◆ Instructions to follow ◆
Look through the records below for the line with "Each instance receives one keypoint. Mark the rough" and the line with "Each instance receives one keypoint. Mark the yellow", then return those lines and all lines between, exactly.

◆ Material for the task ◆
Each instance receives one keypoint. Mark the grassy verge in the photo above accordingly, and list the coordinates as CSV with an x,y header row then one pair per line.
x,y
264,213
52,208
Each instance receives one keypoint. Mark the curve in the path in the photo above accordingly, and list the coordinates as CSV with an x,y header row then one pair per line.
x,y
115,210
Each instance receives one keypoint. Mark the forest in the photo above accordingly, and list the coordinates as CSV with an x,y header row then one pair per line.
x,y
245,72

* * *

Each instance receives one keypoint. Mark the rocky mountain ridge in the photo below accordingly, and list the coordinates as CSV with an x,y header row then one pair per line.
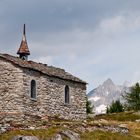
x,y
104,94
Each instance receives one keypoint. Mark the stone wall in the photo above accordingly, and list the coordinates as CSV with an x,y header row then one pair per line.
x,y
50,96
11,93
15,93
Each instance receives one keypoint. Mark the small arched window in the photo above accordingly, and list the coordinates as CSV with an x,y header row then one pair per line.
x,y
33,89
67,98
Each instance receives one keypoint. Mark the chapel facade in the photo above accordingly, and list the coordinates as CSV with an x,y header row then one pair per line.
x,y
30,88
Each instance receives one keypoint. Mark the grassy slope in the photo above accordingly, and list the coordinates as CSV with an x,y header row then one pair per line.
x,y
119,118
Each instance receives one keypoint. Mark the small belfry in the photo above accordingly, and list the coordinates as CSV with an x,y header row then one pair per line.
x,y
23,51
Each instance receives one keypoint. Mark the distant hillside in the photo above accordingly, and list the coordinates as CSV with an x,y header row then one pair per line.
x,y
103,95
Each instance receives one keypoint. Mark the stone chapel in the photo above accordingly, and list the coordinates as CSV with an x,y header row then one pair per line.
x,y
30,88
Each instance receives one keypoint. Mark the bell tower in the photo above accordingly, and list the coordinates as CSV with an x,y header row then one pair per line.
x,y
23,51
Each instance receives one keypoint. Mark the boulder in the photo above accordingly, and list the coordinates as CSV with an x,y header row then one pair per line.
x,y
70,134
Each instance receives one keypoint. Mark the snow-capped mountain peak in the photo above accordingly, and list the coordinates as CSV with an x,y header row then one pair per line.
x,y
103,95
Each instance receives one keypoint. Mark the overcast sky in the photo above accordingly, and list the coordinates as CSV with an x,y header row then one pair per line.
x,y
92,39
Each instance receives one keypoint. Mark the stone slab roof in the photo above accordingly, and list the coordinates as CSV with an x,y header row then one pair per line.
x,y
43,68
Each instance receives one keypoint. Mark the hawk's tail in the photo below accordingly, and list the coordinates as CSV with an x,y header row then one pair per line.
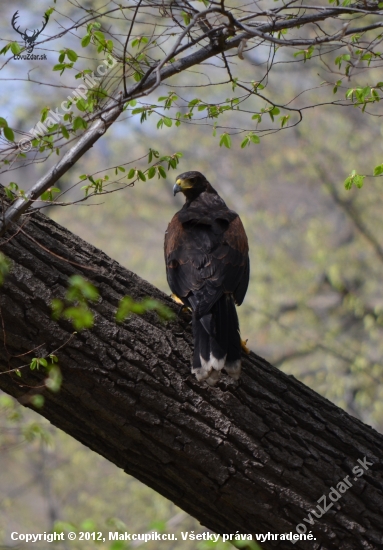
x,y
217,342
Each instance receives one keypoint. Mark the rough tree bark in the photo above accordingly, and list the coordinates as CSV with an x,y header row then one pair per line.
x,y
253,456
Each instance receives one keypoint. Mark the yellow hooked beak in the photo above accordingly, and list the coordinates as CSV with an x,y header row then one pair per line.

---

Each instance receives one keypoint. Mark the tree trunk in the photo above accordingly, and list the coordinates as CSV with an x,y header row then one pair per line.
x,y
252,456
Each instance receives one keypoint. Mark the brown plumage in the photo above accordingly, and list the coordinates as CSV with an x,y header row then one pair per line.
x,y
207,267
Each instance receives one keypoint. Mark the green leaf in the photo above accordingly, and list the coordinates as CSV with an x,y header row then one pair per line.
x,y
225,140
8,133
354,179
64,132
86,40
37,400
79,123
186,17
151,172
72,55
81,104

◆ The completed task ◆
Each instance receives one keypoint. Mark the rough tree bark in the photo above accordingly, and list the coordinates as CSV with an x,y header row then one pair per line.
x,y
253,456
Each instance receives one keypoint. Mark the yellow hooked beak in the photo above accordingly, and list the coordinates as CSV with an x,y header row then one pair per line.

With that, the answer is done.